**Problem statement:** Edit the rows below by replacing every "Domain" with "Setting" and changing nothing else. Leave the pictures out of your answer.

Records from a dataset
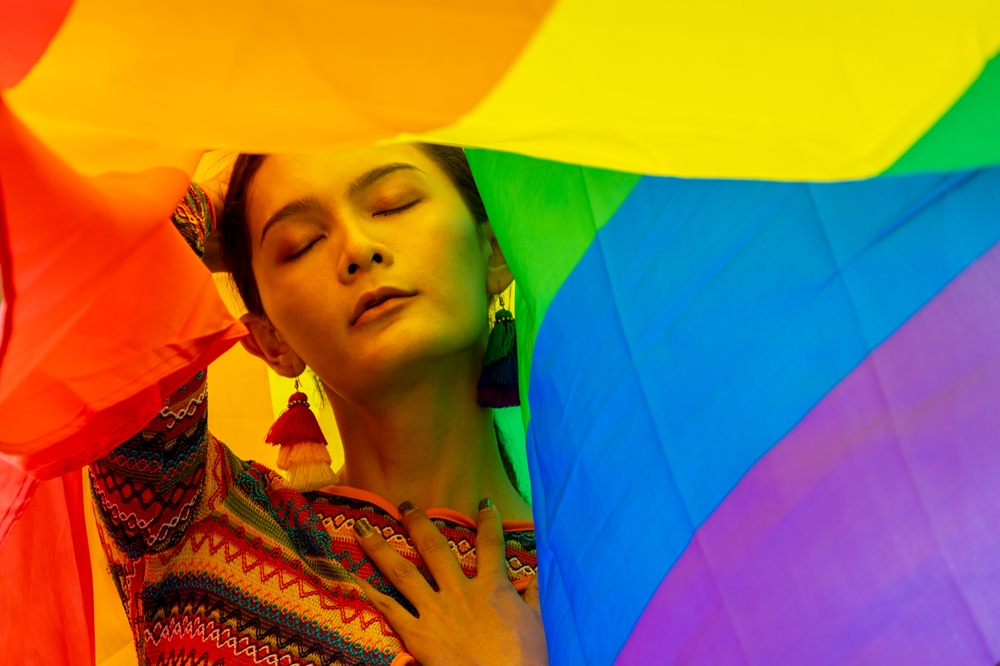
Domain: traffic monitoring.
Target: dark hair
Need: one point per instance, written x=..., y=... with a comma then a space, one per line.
x=234, y=232
x=236, y=248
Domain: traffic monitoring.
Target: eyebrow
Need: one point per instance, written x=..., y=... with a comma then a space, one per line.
x=298, y=207
x=312, y=204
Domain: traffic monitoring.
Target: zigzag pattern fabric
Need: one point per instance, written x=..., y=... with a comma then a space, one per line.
x=218, y=561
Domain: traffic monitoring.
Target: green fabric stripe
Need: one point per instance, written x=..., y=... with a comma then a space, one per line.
x=967, y=136
x=545, y=215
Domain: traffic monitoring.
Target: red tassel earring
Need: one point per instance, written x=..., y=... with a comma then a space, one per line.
x=302, y=453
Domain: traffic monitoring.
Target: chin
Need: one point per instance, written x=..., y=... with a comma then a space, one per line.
x=404, y=349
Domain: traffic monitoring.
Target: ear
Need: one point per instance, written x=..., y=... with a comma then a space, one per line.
x=265, y=343
x=498, y=275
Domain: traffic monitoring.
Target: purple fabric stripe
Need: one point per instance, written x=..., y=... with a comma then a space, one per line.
x=870, y=534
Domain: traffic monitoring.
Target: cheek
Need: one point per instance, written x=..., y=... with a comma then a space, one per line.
x=305, y=304
x=460, y=266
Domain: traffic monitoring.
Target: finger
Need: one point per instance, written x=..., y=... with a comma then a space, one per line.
x=491, y=549
x=403, y=575
x=433, y=547
x=531, y=596
x=398, y=617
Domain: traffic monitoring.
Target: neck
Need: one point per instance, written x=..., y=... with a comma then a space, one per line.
x=428, y=443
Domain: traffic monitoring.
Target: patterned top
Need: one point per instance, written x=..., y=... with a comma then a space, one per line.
x=217, y=561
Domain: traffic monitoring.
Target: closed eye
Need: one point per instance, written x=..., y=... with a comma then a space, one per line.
x=399, y=209
x=293, y=257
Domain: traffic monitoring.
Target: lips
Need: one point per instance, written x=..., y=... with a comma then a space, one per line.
x=373, y=299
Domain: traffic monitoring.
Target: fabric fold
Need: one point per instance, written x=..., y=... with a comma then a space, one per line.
x=106, y=308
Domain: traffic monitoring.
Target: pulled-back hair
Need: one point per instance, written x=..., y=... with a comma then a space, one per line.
x=236, y=248
x=234, y=232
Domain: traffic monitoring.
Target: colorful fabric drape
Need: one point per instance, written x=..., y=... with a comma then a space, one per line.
x=756, y=257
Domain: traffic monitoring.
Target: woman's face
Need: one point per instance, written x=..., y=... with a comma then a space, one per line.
x=368, y=263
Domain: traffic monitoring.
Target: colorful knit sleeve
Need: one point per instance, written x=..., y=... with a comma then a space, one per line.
x=147, y=490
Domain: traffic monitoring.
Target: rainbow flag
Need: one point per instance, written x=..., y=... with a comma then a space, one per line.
x=758, y=288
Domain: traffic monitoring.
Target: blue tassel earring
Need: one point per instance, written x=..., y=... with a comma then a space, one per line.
x=498, y=383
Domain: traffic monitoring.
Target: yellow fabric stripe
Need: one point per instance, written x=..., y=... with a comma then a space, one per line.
x=782, y=90
x=787, y=90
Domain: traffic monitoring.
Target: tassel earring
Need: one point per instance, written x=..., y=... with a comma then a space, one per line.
x=498, y=383
x=302, y=449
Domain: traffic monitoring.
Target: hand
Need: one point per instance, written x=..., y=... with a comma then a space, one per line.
x=480, y=621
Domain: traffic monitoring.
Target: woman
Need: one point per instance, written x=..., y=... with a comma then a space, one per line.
x=374, y=268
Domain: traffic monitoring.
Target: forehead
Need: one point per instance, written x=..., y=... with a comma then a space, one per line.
x=282, y=178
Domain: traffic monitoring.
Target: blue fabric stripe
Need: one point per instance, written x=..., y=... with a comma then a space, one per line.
x=701, y=325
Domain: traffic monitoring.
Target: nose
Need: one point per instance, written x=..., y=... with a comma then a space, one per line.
x=361, y=253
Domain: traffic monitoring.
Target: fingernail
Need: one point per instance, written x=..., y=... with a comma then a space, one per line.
x=363, y=528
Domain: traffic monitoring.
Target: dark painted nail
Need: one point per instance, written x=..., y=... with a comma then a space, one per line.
x=363, y=528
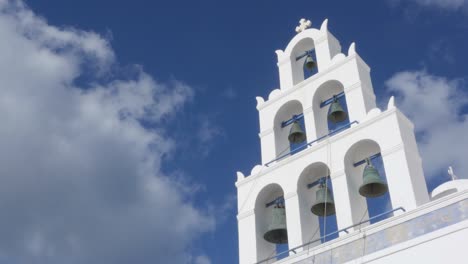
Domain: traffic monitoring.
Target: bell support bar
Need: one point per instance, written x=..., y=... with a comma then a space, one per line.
x=364, y=160
x=286, y=252
x=331, y=133
x=276, y=201
x=290, y=121
x=308, y=52
x=330, y=100
x=317, y=182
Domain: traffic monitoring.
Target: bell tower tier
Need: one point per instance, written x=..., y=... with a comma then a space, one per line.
x=327, y=150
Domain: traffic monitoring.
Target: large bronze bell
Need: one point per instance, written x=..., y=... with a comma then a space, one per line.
x=277, y=232
x=372, y=185
x=296, y=135
x=336, y=113
x=309, y=63
x=324, y=204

**Output for this exercise:**
Setting: traffic monitoring.
Target: dark hair
Need: one point per instance, written x=..., y=... with a comma then a space, one per line.
x=234, y=232
x=236, y=248
Setting: traffic monitoring.
Target: eyebrow
Need: one point per instance, written x=..., y=... with a comma then a space, one per line.
x=298, y=207
x=312, y=204
Setting: traffic monitoring.
Target: zigzag pattern fabric
Need: one point per instance, written x=..., y=... with a comma then a space, one per line.
x=218, y=561
Setting: traffic monitoring.
Target: green fabric stripe
Need: one point per instance, written x=..., y=... with a comma then a space, one per line.
x=967, y=136
x=545, y=215
Setting: traffic monitoring.
Target: red tassel earring
Need: one point per instance, written x=..., y=... with a comma then a space, one per line.
x=302, y=453
Setting: traffic monitoring.
Target: chin
Need: one point per instance, written x=..., y=... with a comma then a space, one per line.
x=404, y=349
Setting: traffic monitoring.
Target: ear
Need: one point per instance, written x=..., y=... with a comma then a space, one per line.
x=265, y=343
x=498, y=275
Setting: traffic monitoring.
Target: purple fabric stripe
Need: one point per instance, written x=..., y=... with a comma then a space, one per line.
x=870, y=534
Setting: traffic monitoring.
Target: cheek
Need: one point per instance, written x=..., y=... with a comma then a space, one per line.
x=305, y=304
x=460, y=266
Setting: traffic monitoring.
Target: finger
Need: one point per instance, written x=..., y=... with a comma then a space, one per line.
x=491, y=549
x=403, y=575
x=433, y=547
x=531, y=596
x=398, y=617
Setting: traffic monitoring.
Target: neck
Need: one point per instance, written x=..., y=... with a comma then a space, one per line.
x=428, y=443
Setting: traffic monitoring.
Target: patterned top
Need: one point per instance, written x=..., y=... with a comma then a space, one per line.
x=217, y=561
Setting: traffic monitoring.
Target: closed eye
Need: one point per instance, written x=..., y=... with a comma then a space, one per line.
x=399, y=209
x=293, y=257
Setting: traffic monitoring.
Target: lips
Need: one point per instance, written x=..., y=... with a comma then a space, one per line.
x=373, y=299
Setting: traffic monitoring.
Target: fabric fold
Need: one point per instance, written x=..., y=... with a comma then a space, one per line.
x=106, y=308
Setting: traffic monitoring.
Target: pulled-back hair
Need: one point per instance, written x=..., y=... with a comma then a space, one per line.
x=236, y=248
x=234, y=232
Setting: traffic monitoring.
Target: colorful fabric drape
Need: one point per instance, written x=..., y=... with a comma then a space, one per line.
x=756, y=257
Setting: traffic monitoring.
Target: woman's face
Need: one point per instance, written x=..., y=... with a comma then a space, one per line.
x=368, y=263
Setting: traffic monitoring.
Target: colorful knit sleeve
Need: one point per instance, written x=..., y=... with a comma then a space, one per line.
x=147, y=490
Setting: traffic monitoring.
Target: rainbow flag
Need: one point per instance, written x=..., y=... with a comma then a space, one per line.
x=758, y=288
Setting: traffic monitoring.
Target: blue tassel earring
Need: one point per instance, written x=..., y=... with a comma then a space, one per line.
x=498, y=383
Setting: traffic monitoring.
Target: yellow fabric stripe
Need: one point per instance, written x=..., y=... with a comma then a space, one per line.
x=782, y=90
x=787, y=90
Setting: traffic monitoring.
Target: tassel earring
Need: one point per instance, written x=..., y=... with a comma then a space, one per line.
x=498, y=383
x=302, y=449
Setting: traffic monitoring.
Target: hand
Need: one point per instance, written x=..., y=... with a comma then a space, one per line.
x=480, y=621
Setting: traffic monitoring.
Target: woman
Need: one point per instance, written x=..., y=... with a comma then a space, one per line.
x=374, y=268
Setting: traffic monitoring.
Target: forehead
Need: one point per instance, written x=..., y=... with a comma then a space, one per line.
x=282, y=178
Setting: traffic monitoring.
Target: blue fabric stripe
Need: one point per instance, written x=..., y=... with a comma then a space, one per line.
x=701, y=325
Setting: traffic monitoring.
Target: nose
Need: one point per instance, written x=..., y=... with a comma then a space, one per line.
x=361, y=253
Setting: traffic monitoring.
Target: fingernail
Need: one point per instance, written x=..., y=... with a comma then a space, one per line.
x=363, y=528
Setting: traffic monitoring.
Target: dark painted nail
Need: one point per instance, written x=..., y=... with a comma then a space, one per line.
x=363, y=528
Setting: traffic monitoring.
Target: bell support bar
Need: one point per instance, written x=..., y=... with a comma then a space, one per line.
x=364, y=160
x=286, y=252
x=331, y=133
x=276, y=201
x=290, y=121
x=308, y=52
x=330, y=100
x=317, y=182
Setting: traffic monitoring.
Target: bell tower tier
Need: one point per instance, written x=..., y=... with a comma then a space, one per line.
x=327, y=150
Setting: traffic monitoring.
Target: large bronze bell
Need: one point per instance, written x=..., y=... with a comma then a space, one per line.
x=277, y=232
x=372, y=185
x=296, y=135
x=336, y=113
x=309, y=63
x=324, y=204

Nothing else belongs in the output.